● THE TASK
Copy out the passage on the New York Mets' ownership, starting at "That sour mediocrity" and ending at "they were not.".

● SELECTED PASSAGE
>>>>
When Steve Cohen bought the New York Mets near the end of the 2020 season, he acquired a property that was valuable, scarce, and absolutely lousy with toxic mold and crawling with skunks. The value was easy to see; there are only so many Major League Baseball franchises and they're not making new ones at the moment, which makes this both a good business to be in and one that doesn't do much to discourage the sort of laziness that led to those unaddressed mold/skunk issues under previous ownership. It is more difficult and more persistently demanding to be a smart baseball organization than a stupid one, and far more cost-effective in the long run, but from an owner's perspective it doesn't really make much of a difference. Smart teams win and dumb teams mostly don't, but owners do fine either way; the family that spent the better part of two decades making the Mets as mediocre and repellent as they could possibly be banked $2 billion in profit from the sale of the property they'd desecrated.
That sour mediocrity was the result not of a lack of effort, but of a heroic surplus of the worst and wrongest kinds of effort; neglect would have been a marked improvement upon the sort of toxic attention the owners lavished upon the organization. It wasn't that the Wilpons didn't want to win; they did, but only if it meant that the dumb things they cared about—a crabbed half-ideology devoted to various antique and idiotic rules and hierarchies, except when and where it was dictated by patronage or some salty executive whim—to be winning things, when they were not.
<<<<
● DATA SUPPLIED
>>>>
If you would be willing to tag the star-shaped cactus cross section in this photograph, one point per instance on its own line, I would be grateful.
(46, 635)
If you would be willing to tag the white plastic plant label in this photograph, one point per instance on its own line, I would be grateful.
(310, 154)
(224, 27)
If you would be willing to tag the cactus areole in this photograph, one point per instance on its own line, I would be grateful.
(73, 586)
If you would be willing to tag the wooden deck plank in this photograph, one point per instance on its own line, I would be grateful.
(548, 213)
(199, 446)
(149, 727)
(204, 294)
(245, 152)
<<<<
● WRITTEN RESPONSE
That sour mediocrity was the result not of a lack of effort, but of a heroic surplus of the worst and wrongest kinds of effort; neglect would have been a marked improvement upon the sort of toxic attention the owners lavished upon the organization. It wasn't that the Wilpons didn't want to win; they did, but only if it meant that the dumb things they cared about—a crabbed half-ideology devoted to various antique and idiotic rules and hierarchies, except when and where it was dictated by patronage or some salty executive whim—to be winning things, when they were not.